## What you will do
Repeat, exactly as written, the line containing "locate the distant" and each line after it through the end of the data.

Collected data:

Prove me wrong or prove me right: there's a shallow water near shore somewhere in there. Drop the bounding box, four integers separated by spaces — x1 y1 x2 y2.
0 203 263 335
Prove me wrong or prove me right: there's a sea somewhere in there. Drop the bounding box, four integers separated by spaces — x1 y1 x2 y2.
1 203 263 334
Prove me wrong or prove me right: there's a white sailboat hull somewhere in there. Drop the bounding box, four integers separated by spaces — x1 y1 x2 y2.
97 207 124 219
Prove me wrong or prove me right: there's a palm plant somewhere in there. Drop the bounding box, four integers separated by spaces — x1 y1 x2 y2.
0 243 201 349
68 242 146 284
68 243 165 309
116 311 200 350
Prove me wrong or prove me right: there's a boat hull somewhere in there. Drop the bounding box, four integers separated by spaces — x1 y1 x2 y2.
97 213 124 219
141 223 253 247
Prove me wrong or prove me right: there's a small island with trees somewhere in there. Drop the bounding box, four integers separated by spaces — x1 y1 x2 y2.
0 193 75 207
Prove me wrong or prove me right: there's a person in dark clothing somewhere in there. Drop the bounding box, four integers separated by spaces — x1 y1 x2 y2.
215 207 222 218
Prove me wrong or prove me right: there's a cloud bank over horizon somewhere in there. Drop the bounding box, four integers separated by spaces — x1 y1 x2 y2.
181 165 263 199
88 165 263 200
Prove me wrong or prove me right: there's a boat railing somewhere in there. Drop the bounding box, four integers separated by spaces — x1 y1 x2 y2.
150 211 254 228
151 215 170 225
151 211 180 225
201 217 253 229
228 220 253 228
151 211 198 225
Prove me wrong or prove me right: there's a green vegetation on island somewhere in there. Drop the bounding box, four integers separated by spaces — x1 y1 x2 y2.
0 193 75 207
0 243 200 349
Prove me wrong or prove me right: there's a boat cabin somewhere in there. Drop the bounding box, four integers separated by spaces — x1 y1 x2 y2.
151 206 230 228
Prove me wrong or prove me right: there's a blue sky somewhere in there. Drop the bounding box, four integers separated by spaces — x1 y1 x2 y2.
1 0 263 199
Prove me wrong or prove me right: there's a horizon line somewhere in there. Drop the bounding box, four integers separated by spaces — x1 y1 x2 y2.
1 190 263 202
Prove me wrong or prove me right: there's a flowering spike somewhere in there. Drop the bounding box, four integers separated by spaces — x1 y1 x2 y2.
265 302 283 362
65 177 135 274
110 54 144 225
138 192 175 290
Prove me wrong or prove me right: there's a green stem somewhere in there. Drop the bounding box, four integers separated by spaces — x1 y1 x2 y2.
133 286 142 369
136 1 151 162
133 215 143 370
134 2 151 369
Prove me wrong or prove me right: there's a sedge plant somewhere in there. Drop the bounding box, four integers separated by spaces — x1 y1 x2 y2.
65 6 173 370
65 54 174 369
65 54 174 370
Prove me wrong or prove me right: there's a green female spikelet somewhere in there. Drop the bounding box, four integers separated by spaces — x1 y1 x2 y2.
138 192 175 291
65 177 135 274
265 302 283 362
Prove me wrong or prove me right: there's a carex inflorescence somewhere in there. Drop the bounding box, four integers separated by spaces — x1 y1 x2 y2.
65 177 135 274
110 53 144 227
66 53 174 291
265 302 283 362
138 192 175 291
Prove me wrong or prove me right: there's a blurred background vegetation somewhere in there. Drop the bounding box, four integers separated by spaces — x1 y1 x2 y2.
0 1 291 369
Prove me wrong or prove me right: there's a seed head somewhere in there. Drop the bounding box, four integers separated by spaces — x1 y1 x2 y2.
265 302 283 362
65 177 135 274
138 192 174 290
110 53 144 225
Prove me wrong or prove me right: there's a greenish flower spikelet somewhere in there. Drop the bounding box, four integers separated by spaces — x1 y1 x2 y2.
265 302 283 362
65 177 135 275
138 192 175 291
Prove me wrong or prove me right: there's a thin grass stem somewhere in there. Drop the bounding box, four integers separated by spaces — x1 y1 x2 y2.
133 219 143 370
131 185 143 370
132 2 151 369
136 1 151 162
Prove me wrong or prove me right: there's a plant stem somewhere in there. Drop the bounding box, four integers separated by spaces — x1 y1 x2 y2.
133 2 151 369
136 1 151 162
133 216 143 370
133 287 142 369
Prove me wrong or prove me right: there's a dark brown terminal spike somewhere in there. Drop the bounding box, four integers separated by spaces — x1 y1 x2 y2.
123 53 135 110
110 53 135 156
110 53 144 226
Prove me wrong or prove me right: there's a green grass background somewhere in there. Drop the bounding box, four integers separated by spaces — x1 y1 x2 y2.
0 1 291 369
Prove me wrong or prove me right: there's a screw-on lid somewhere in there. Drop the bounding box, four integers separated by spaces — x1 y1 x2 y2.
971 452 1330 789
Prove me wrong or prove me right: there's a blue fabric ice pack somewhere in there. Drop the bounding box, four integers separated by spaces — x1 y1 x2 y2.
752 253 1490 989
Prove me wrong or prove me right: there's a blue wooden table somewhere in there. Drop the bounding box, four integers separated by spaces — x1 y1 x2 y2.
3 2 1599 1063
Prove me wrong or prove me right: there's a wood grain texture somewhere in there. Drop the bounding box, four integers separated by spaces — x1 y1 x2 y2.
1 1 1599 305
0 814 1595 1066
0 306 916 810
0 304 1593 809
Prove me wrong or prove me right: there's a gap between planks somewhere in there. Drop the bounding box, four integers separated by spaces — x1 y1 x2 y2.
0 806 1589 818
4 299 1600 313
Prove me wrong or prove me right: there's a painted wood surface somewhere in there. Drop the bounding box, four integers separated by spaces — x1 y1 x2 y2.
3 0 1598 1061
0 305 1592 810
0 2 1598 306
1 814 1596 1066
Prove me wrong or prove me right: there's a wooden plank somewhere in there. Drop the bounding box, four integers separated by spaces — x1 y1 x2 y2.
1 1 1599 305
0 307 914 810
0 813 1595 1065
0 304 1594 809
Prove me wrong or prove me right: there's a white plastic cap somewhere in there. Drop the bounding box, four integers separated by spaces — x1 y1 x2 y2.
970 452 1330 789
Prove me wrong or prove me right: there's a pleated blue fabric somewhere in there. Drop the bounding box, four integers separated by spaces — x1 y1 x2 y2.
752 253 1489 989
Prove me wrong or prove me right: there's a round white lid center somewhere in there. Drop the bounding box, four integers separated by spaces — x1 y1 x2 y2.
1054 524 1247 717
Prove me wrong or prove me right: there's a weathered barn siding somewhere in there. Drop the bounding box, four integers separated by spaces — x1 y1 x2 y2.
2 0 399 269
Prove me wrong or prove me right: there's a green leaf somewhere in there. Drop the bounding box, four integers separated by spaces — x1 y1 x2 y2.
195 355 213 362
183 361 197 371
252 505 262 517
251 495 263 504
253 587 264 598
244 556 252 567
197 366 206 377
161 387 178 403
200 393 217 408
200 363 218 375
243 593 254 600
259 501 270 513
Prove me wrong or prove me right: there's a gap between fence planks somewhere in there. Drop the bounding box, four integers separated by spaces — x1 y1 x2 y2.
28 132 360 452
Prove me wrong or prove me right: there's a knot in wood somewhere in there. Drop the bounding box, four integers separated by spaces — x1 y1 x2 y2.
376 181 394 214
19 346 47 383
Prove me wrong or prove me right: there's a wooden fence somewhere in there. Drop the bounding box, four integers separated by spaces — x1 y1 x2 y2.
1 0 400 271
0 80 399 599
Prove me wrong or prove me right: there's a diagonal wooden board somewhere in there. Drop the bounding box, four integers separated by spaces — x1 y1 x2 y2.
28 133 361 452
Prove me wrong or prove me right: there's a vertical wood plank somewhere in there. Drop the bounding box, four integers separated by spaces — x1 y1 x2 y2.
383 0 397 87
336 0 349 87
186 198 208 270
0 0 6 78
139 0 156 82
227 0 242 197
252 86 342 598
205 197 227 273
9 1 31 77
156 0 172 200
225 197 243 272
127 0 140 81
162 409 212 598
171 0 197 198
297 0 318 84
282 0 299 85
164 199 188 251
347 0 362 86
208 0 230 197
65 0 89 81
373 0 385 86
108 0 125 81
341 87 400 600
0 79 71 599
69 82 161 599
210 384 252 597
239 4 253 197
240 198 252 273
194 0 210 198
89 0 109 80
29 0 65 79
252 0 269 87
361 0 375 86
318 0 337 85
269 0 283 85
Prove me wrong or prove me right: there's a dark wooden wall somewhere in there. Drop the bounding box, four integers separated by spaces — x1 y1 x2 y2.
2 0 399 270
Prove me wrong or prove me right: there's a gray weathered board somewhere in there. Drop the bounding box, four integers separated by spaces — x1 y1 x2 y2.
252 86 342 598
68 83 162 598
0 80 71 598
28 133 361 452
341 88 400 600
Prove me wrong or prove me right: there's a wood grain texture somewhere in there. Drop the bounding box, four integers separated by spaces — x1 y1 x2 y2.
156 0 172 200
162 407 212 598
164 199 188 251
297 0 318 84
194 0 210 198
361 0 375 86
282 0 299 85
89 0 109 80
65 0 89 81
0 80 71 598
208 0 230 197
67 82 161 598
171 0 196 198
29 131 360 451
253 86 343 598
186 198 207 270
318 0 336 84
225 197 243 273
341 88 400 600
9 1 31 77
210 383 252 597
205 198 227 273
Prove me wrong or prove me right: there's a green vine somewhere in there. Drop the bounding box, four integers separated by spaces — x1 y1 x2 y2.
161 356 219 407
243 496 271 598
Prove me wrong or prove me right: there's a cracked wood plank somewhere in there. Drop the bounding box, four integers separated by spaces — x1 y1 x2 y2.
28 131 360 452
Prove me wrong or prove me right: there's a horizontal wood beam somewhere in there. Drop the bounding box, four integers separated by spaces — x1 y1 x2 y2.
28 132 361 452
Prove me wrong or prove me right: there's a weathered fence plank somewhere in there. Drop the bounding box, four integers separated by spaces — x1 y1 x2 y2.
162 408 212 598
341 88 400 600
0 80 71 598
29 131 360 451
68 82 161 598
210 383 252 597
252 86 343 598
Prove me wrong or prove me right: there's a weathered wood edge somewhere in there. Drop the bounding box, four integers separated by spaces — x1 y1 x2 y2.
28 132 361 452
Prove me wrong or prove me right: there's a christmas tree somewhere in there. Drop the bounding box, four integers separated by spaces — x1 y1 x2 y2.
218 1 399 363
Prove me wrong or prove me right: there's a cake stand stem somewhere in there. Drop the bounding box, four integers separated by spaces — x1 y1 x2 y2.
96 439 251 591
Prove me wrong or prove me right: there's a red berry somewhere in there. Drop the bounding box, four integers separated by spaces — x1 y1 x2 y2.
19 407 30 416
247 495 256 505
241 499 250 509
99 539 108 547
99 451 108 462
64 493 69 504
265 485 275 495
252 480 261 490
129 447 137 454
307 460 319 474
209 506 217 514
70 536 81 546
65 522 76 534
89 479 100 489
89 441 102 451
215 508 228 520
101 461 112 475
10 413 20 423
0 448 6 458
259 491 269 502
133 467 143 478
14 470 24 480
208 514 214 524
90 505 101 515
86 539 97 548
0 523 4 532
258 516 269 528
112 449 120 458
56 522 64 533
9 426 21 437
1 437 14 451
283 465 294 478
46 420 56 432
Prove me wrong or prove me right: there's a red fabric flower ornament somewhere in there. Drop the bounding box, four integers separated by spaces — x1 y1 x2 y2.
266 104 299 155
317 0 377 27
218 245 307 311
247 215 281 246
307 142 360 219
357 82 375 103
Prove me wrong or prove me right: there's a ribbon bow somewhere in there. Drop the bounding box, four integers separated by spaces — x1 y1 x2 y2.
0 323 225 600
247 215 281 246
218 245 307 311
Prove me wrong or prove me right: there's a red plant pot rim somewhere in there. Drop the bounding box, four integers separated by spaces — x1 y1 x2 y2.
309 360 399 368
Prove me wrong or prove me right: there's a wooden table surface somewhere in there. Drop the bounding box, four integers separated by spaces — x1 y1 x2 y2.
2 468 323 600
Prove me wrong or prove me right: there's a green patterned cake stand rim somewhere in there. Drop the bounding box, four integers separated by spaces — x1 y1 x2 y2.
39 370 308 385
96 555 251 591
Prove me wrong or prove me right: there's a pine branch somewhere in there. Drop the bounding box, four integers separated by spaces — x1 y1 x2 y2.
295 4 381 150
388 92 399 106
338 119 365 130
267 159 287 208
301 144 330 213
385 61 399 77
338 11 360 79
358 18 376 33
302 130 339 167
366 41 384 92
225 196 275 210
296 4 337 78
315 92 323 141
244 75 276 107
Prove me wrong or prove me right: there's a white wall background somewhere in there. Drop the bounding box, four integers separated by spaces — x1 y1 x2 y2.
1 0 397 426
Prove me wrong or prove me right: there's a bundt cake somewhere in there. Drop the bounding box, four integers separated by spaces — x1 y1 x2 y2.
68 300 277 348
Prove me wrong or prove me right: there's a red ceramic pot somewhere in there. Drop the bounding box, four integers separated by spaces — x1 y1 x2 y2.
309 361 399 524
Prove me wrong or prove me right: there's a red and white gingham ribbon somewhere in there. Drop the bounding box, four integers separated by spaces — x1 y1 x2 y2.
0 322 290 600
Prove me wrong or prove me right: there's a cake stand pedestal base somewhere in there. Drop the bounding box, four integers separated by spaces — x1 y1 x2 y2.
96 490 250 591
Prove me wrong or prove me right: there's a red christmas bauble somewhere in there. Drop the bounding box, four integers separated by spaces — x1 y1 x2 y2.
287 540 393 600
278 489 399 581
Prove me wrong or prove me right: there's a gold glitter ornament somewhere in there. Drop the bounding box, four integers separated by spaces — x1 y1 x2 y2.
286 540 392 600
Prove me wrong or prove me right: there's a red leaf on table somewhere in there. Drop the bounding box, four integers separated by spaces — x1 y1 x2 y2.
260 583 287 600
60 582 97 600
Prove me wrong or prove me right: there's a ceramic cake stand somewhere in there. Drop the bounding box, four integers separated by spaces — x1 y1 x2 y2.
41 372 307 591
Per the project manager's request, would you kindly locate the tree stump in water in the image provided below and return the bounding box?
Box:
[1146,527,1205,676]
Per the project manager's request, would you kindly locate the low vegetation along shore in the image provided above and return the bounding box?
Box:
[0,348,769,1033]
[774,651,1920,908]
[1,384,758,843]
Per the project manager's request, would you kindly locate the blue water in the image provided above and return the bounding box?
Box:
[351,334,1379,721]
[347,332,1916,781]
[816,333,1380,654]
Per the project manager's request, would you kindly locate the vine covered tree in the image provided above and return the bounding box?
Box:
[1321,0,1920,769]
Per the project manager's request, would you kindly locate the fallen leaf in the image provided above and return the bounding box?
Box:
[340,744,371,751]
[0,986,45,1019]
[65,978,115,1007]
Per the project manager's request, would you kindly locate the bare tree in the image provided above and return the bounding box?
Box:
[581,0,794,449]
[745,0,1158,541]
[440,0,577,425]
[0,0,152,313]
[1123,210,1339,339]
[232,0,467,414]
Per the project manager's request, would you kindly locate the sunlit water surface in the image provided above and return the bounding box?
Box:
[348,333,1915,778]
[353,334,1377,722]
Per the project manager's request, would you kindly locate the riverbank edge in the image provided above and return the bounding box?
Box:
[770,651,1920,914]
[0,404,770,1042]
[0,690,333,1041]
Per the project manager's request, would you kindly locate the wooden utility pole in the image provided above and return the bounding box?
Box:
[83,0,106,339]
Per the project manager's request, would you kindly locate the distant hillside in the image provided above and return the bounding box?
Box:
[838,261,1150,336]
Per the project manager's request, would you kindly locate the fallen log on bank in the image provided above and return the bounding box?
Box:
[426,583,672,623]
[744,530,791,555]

## Response
Per the project manager's request, would you kindly locate the distant hillside in the image provided above and return the bounding box?
Box:
[838,261,1150,336]
Per the project manager's request, would you kindly locate the fallen log on bank in the image provided above and return the bounding box?
Box:
[426,583,672,623]
[744,530,791,555]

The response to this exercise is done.